Material >>
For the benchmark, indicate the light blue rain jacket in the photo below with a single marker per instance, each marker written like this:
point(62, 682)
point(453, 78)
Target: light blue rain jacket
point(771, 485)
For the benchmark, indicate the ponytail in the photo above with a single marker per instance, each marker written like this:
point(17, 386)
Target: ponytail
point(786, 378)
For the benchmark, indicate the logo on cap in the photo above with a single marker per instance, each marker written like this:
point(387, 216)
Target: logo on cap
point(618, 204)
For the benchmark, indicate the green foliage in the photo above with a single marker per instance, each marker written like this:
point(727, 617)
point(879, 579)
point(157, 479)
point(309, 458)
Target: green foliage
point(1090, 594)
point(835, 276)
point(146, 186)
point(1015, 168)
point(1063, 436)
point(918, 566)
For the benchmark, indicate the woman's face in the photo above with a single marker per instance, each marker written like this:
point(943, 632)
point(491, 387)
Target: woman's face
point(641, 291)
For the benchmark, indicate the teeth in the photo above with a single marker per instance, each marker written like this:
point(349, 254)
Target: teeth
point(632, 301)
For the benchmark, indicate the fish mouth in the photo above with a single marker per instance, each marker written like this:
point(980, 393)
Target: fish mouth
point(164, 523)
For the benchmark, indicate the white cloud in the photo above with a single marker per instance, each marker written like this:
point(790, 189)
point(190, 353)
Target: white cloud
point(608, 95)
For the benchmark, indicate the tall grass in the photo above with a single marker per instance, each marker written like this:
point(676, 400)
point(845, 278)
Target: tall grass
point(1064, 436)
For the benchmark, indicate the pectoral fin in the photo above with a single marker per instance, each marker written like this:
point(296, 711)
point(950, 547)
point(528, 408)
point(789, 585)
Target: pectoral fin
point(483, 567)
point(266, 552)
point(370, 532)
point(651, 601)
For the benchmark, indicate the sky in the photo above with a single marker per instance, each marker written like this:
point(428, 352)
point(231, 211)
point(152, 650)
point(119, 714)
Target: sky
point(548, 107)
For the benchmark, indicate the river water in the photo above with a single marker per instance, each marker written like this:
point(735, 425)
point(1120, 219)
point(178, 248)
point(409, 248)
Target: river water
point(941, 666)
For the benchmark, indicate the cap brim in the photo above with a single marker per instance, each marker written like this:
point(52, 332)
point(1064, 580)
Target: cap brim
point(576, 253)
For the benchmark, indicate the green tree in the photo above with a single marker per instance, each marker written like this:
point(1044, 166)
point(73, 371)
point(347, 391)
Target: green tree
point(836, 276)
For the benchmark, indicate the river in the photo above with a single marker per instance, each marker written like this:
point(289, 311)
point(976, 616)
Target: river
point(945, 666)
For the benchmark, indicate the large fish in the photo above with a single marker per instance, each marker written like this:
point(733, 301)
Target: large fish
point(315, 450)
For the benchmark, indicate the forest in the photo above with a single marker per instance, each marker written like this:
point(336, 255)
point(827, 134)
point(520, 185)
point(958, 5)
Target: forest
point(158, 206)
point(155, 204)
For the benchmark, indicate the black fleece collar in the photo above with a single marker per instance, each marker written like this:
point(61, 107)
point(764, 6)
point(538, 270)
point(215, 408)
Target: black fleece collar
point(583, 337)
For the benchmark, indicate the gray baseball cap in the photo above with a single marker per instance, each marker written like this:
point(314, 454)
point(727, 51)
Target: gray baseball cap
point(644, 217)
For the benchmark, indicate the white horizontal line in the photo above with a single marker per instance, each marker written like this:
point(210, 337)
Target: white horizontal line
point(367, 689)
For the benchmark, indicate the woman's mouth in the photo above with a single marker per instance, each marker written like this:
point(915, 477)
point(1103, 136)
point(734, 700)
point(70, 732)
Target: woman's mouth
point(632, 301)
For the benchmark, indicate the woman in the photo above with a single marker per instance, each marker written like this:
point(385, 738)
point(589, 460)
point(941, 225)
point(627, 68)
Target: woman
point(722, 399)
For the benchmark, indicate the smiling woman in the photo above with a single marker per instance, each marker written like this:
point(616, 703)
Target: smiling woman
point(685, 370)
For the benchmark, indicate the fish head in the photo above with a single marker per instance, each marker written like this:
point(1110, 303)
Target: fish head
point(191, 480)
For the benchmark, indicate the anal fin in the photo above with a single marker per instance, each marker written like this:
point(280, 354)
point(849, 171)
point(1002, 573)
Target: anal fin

Do this >> Rewrite all of the material above, changing each occurrence of "marker" to "dot" and leaving every other part of the text as it stands.

Response below >>
For the benchmark, indicate the light blue rain jacket in the photo below with a single dot per instance, each dot written like this:
point(62, 682)
point(453, 78)
Target: light blue rain jacket
point(771, 485)
For the benchmark, indicate the ponytail in the photo above with a single dot per instance, each dot written like this:
point(17, 386)
Target: ponytail
point(786, 378)
For the benchmark, indicate the logo on cap in the photo above with a single dot per instance, each dot written like this:
point(387, 216)
Target: logo on cap
point(618, 204)
For the benchmark, indicate the green foliage in the photo above with a single dot per instance, each dot written like this:
point(727, 617)
point(879, 579)
point(157, 479)
point(309, 458)
Target: green foliage
point(1090, 594)
point(835, 276)
point(146, 186)
point(1015, 168)
point(1063, 436)
point(918, 566)
For the benchmark, indicate the woman's face in the photo above with a single dot per instance, each dot written like this:
point(943, 632)
point(491, 387)
Target: woman's face
point(641, 291)
For the benchmark, indicate the teeth in the photo above with a single dot per instance, each dot written like this:
point(349, 254)
Target: teeth
point(632, 301)
For the benchmark, indicate the fish mouth in the photo above with a single dot per instance, each dot written like this:
point(980, 393)
Target: fish mouth
point(164, 523)
For the benchmark, indicate the white cloud in the photo above with a single dot per instance, each dot written like this:
point(790, 189)
point(190, 353)
Target: white cloud
point(608, 95)
For the benchmark, indicate the tall grass in the photo above with a single dot per instance, each dot written like this:
point(676, 400)
point(845, 278)
Target: tall grass
point(1064, 436)
For the benchmark, indicate the pectoral fin in the photo above with a single dot per instance, each dot written like this:
point(296, 711)
point(950, 547)
point(528, 408)
point(789, 585)
Target: pectoral fin
point(483, 567)
point(266, 552)
point(370, 532)
point(651, 601)
For the benchmark, indicate the sky in the photo above with a single dot per instance, each dot written like this:
point(428, 352)
point(231, 211)
point(152, 650)
point(119, 714)
Target: sky
point(548, 107)
For the benchmark, indicate the river water in the photo above with a single dot per instance, each dot written like this:
point(735, 425)
point(1120, 219)
point(178, 248)
point(409, 248)
Target: river water
point(941, 666)
For the benchmark, indicate the cap brim in the photo above with a single dot per instance, each dot written like this:
point(52, 332)
point(1064, 580)
Target: cap brim
point(576, 253)
For the benchmark, indicate the green tree in the photo above with a single dot per instance, each dot written like this:
point(1044, 166)
point(73, 371)
point(347, 391)
Target: green tree
point(836, 276)
For the benchmark, indicate the river in the photo above with a single dot per instance, each dot written like this:
point(289, 311)
point(976, 616)
Target: river
point(945, 666)
For the benchmark, indicate the large fish in the photo above with a single dot per instance, each dot written like this:
point(733, 301)
Target: large fish
point(315, 450)
For the benchmark, indicate the forest in the photo above with a single dot per instance, each dot written like this:
point(336, 255)
point(827, 134)
point(520, 185)
point(958, 5)
Target: forest
point(158, 206)
point(155, 204)
For the benchmark, indicate the black fleece collar in the photo above with a single dot per instance, each dot written like this:
point(61, 107)
point(764, 6)
point(538, 270)
point(215, 408)
Target: black fleece collar
point(583, 337)
For the benchmark, indicate the gray baseball cap in the photo above with a single dot per instance, each dot written like this:
point(314, 454)
point(727, 51)
Target: gray baseball cap
point(644, 217)
For the benchmark, indicate the white horizontal line in the photo above with a single dot per instance, each dot written like this:
point(210, 337)
Target: white horizontal line
point(367, 689)
For the benchmark, indicate the woman's mouth in the photo above with a single dot per instance, each dot written like this:
point(915, 477)
point(1103, 136)
point(734, 700)
point(70, 732)
Target: woman's mouth
point(632, 301)
For the benchmark, indicate the woman in the photo above with a single dot per instance, each dot written like this:
point(385, 738)
point(589, 460)
point(941, 225)
point(627, 68)
Target: woman
point(722, 399)
For the benchmark, indicate the smiling woman in the photo above with a single dot per instance, each dot written like this:
point(616, 703)
Target: smiling woman
point(685, 370)
For the benchmark, indicate the fish head in the photo above with a single dot per instance, each dot written like this:
point(1110, 303)
Target: fish head
point(191, 480)
For the benchmark, indicate the anal fin in the photo above with a single dot per instance, each dot written like this:
point(280, 354)
point(849, 171)
point(1002, 573)
Target: anal fin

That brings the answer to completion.